WHAT TO DO -> Would you write out, word for word, the lines of the records below, starting with the line that contains "Expected output, for every instance of the fallen" and continuing through the end of the records, leaving out any pictures?

WORKING DATA ->
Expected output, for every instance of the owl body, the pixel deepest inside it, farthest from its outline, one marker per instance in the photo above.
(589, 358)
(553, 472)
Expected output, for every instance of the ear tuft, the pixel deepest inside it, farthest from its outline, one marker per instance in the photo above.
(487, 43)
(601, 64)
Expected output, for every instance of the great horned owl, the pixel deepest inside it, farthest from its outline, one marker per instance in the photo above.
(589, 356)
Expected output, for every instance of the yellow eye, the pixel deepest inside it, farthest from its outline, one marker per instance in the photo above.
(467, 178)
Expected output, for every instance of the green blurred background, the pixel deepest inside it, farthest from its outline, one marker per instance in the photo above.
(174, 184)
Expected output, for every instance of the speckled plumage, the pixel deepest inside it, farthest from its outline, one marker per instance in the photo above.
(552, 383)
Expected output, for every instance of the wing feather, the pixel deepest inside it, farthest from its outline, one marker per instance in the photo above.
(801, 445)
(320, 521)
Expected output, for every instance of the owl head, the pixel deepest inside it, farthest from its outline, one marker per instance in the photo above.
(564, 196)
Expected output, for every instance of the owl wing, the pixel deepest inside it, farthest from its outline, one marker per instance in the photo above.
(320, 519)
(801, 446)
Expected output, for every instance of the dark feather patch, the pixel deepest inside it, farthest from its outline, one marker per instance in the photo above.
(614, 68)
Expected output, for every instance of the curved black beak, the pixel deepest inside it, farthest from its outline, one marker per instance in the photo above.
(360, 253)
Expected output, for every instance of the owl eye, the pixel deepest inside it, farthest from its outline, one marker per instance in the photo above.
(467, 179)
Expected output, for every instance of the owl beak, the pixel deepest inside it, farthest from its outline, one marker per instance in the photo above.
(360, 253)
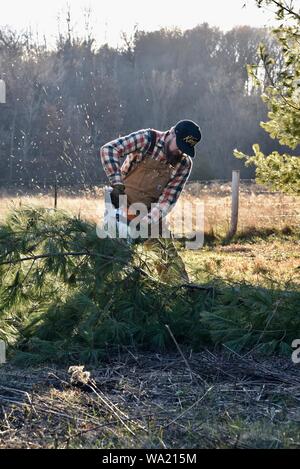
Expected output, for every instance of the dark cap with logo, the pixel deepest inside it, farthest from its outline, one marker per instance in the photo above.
(188, 133)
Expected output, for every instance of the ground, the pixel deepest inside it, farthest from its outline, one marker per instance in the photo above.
(208, 400)
(215, 398)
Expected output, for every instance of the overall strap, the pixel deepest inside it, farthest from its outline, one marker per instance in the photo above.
(153, 136)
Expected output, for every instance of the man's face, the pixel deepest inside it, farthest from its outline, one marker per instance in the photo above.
(172, 151)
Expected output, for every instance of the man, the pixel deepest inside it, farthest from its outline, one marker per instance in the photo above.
(155, 171)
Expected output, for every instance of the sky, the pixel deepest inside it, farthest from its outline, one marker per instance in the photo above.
(109, 18)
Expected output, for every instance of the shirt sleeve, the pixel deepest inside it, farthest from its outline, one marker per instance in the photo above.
(171, 192)
(111, 152)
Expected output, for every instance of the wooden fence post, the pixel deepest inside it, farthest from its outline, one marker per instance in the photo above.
(2, 352)
(55, 193)
(2, 92)
(234, 203)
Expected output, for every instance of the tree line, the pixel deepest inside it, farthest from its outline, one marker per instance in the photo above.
(62, 104)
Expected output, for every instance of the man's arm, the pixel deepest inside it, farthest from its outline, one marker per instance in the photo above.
(171, 192)
(111, 152)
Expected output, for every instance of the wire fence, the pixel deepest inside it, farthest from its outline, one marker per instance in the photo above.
(258, 205)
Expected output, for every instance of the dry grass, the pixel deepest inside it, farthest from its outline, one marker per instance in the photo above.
(258, 208)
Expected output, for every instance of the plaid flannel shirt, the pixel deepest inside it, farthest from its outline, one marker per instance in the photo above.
(134, 146)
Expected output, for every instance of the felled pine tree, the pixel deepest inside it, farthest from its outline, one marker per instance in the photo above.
(280, 171)
(67, 293)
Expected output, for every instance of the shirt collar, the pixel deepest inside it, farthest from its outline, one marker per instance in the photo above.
(161, 141)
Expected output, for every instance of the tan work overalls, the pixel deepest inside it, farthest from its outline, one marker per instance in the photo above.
(145, 183)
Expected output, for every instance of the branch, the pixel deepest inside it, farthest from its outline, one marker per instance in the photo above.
(286, 8)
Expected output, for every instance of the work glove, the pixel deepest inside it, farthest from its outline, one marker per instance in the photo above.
(118, 189)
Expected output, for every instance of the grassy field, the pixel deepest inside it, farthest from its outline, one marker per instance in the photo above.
(259, 209)
(226, 379)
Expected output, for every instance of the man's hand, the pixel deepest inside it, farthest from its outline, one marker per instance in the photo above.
(118, 189)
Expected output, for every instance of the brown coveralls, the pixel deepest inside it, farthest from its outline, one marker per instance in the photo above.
(144, 184)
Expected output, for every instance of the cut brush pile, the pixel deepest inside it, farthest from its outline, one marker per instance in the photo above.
(67, 296)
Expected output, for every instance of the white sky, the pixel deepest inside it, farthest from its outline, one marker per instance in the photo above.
(110, 17)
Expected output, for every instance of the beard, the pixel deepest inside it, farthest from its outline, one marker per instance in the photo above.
(172, 157)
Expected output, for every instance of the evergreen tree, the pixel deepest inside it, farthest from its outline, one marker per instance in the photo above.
(281, 93)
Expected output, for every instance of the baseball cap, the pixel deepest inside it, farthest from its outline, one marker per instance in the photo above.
(188, 133)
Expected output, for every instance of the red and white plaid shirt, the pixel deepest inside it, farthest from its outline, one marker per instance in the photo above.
(134, 146)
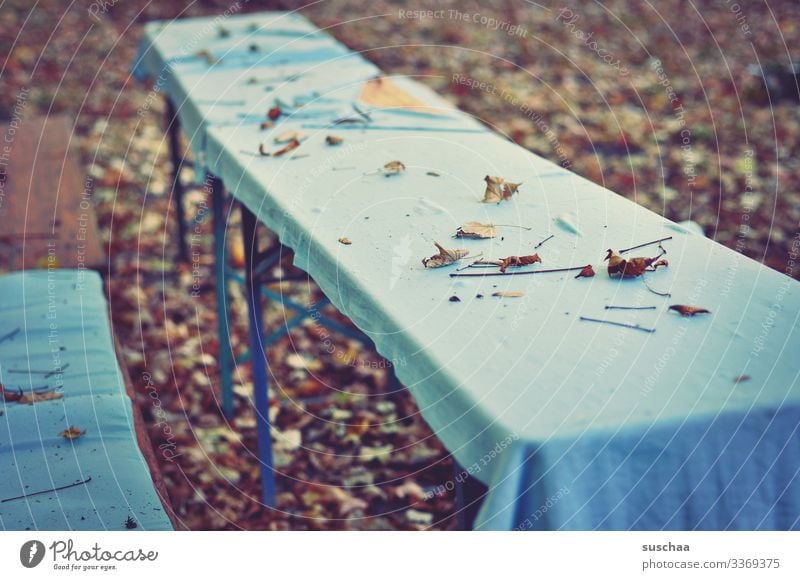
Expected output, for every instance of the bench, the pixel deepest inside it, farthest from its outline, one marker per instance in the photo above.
(646, 419)
(74, 451)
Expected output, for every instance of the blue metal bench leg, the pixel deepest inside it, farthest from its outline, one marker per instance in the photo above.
(469, 493)
(173, 129)
(225, 354)
(258, 360)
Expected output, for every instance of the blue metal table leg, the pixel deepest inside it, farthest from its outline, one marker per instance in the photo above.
(220, 255)
(259, 359)
(173, 129)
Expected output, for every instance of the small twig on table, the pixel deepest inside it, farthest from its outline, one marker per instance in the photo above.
(51, 490)
(575, 269)
(622, 324)
(645, 244)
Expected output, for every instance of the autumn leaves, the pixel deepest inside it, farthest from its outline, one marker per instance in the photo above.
(616, 264)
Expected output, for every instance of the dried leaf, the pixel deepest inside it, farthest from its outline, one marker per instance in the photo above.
(10, 396)
(394, 168)
(688, 310)
(517, 261)
(444, 257)
(207, 56)
(290, 146)
(72, 433)
(289, 136)
(617, 265)
(35, 397)
(497, 189)
(476, 230)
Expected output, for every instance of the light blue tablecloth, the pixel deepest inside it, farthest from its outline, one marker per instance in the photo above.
(63, 326)
(571, 424)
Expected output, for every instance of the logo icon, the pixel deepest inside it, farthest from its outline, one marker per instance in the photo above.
(31, 553)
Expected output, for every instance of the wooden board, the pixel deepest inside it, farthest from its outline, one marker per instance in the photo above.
(46, 212)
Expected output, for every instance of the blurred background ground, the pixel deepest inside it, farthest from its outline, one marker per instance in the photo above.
(603, 106)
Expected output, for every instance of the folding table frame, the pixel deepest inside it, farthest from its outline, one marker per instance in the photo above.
(256, 281)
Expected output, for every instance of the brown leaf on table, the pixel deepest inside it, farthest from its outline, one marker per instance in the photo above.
(9, 396)
(517, 261)
(35, 397)
(497, 189)
(476, 230)
(617, 265)
(444, 257)
(289, 136)
(72, 433)
(394, 168)
(207, 56)
(688, 310)
(290, 146)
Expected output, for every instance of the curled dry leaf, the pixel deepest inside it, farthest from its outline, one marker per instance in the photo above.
(35, 397)
(10, 396)
(394, 168)
(497, 189)
(444, 257)
(207, 56)
(619, 266)
(289, 136)
(476, 230)
(72, 433)
(517, 261)
(290, 146)
(688, 310)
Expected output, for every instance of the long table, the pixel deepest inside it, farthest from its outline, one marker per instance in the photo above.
(572, 424)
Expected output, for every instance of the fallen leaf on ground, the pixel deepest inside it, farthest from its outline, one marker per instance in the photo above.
(72, 433)
(476, 230)
(517, 261)
(444, 257)
(497, 189)
(688, 310)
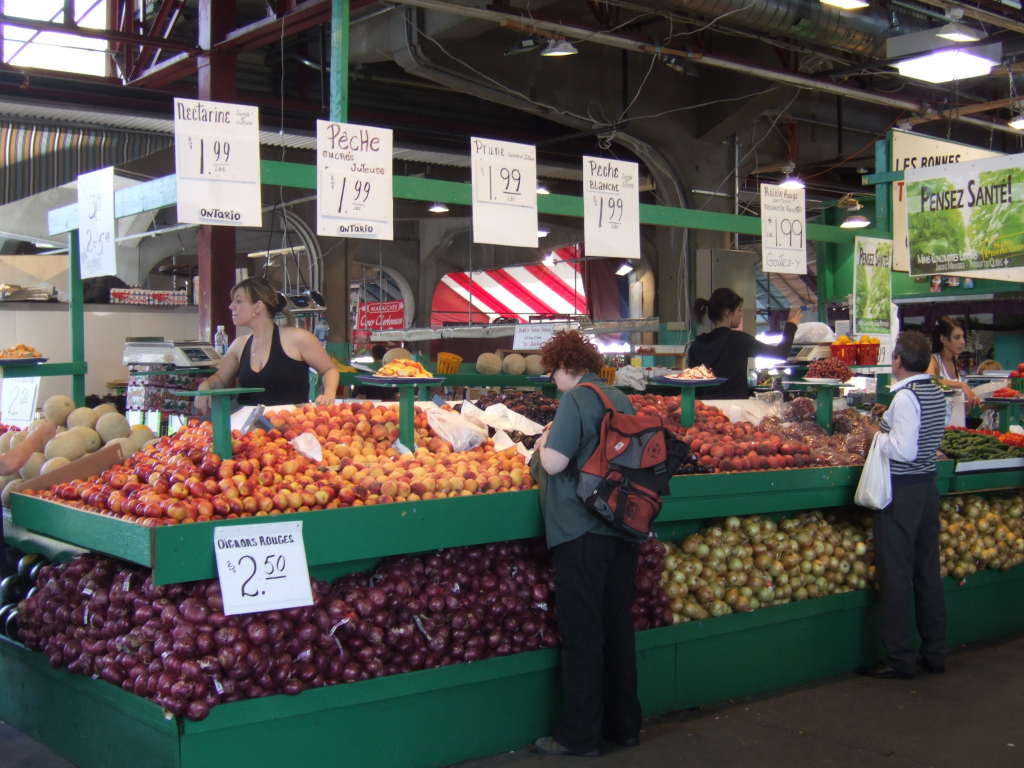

SOLUTION FOR THIS PROBLEM ->
Expected output, for every instance of the fallen leaf on ground, the pixel deepest inside it, farthest from its outline, one marker per instance in the photo above.
(72, 433)
(476, 230)
(517, 261)
(444, 257)
(497, 189)
(688, 310)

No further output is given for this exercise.